Your assignment ::
Retype all of the data exactly as given.

Data extracted from a collection:

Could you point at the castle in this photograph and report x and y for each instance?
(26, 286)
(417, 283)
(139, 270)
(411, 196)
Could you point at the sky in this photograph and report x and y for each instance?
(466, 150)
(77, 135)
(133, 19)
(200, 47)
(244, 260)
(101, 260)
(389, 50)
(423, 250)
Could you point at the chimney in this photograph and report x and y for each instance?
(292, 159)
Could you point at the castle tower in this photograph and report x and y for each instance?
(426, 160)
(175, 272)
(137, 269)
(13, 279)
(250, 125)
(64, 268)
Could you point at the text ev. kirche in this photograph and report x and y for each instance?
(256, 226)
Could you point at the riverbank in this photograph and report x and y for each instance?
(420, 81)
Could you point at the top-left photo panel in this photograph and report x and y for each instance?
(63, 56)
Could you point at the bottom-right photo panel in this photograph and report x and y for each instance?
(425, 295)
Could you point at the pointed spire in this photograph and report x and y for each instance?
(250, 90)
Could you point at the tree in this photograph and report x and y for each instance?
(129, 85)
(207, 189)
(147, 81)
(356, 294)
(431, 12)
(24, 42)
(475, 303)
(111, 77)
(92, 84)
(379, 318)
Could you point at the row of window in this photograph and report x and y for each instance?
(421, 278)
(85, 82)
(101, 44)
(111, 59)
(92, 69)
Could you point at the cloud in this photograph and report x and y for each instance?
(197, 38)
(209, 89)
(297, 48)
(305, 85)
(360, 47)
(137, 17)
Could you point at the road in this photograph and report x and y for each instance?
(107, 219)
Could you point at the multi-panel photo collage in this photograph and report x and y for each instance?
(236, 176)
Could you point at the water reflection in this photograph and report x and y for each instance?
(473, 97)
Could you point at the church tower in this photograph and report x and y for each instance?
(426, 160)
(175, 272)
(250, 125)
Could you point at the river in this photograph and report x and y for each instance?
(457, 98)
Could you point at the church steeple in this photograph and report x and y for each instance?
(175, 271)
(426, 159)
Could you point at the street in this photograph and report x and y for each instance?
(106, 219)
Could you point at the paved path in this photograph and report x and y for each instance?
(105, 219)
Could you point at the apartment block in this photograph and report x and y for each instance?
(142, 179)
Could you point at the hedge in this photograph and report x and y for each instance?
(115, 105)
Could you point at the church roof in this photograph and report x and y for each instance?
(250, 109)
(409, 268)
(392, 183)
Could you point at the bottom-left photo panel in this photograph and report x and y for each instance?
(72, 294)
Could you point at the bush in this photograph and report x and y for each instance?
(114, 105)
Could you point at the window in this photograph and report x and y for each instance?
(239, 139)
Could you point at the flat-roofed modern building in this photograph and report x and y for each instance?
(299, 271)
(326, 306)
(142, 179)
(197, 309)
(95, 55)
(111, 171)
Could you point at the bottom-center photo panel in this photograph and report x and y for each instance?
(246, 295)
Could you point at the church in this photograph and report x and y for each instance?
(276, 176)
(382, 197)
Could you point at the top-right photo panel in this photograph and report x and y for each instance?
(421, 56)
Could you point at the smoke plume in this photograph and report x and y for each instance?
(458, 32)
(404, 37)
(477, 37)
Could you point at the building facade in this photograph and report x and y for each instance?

Answer space ::
Could you point at the castle in this photograph and report x and y for each instance?
(26, 286)
(417, 283)
(139, 270)
(411, 196)
Could you point at the sky in this photograph and report x and y for each instance?
(466, 150)
(77, 135)
(133, 19)
(200, 47)
(244, 260)
(101, 260)
(389, 50)
(423, 250)
Could you point at the chimney in this photograph and report x and y for each instance?
(292, 159)
Could you point at the castle tower in this photograph and report x and y for each instance?
(426, 160)
(175, 272)
(137, 269)
(13, 279)
(250, 125)
(64, 268)
Could you point at the text ev. kirche in this photograph and report x and y for each instance?
(256, 226)
Could you point at the riverbank in this photograph and report x and y for each instance?
(420, 81)
Could you point at the top-left photo panel in this photograph and report x and y for each instance?
(63, 56)
Could you point at the bottom-right photo panel in this photograph and report x and y for each instance?
(425, 295)
Could you point at the pointed spire in this photograph and report x and y for each instance?
(250, 90)
Could you point at the tree in this photograph and report x and y for each instance?
(129, 85)
(207, 189)
(147, 81)
(356, 294)
(431, 12)
(24, 42)
(475, 303)
(111, 77)
(92, 84)
(379, 318)
Could you point at the row of window in this photograph and report x and y for each instance?
(421, 278)
(85, 82)
(101, 44)
(111, 59)
(92, 69)
Could you point at the cloud in this photograph and report x and y for each instance?
(197, 38)
(209, 89)
(297, 48)
(305, 85)
(360, 47)
(137, 17)
Could you point at the road in this photograph and report x and y for each instance?
(107, 219)
Could you point at the multi-panel photo collage in this photograph and report x and y for each instance?
(236, 176)
Could you point at the water reflection in this photograph and report x and y for each instance?
(473, 97)
Could you point at the church tower in this photograph and report x and y for each instance?
(426, 160)
(175, 272)
(250, 125)
Could you point at the river in this photograph and report x and y for each instance?
(457, 98)
Could you point at the church steeple in this photograph and report x and y for each instance?
(175, 271)
(426, 159)
Could you point at the street in this photograph and report x and y for each instance?
(106, 219)
Could you point at the paved path in this photograph and report x and y for each instance?
(105, 219)
Could you point at the apartment block in this photograph and report x and y for each instance?
(142, 179)
Could you point at the hedge in this photograph and report x and y for each instance?
(115, 105)
Could you point at the church roof in this photograph and report x and y for each instance?
(250, 109)
(409, 268)
(392, 183)
Could you point at the bottom-left photo panel in this photograph and report x and y for each instance?
(72, 294)
Could you point at the bush in this photograph and report x and y for each instance?
(114, 105)
Could you point at the window in this photograph and report x and y for each instance?
(239, 139)
Could you point at the flat-roofed modern building in this photograph and report x and y for each instance?
(299, 271)
(326, 306)
(142, 179)
(197, 309)
(95, 55)
(111, 171)
Could you point at the bottom-center photo panel in this photograph and report x and y for each instance?
(246, 295)
Could you point at the church in this photograph and report x and y for each instance?
(276, 176)
(382, 197)
Could you point at the top-right photo panel in this photograph and report x and y for each instance?
(421, 56)
Could you point at the smoke plume in this photograph and report x and y for each instance?
(458, 32)
(404, 37)
(477, 37)
Could you point at the building facade in this photograph and report x and y for each instance?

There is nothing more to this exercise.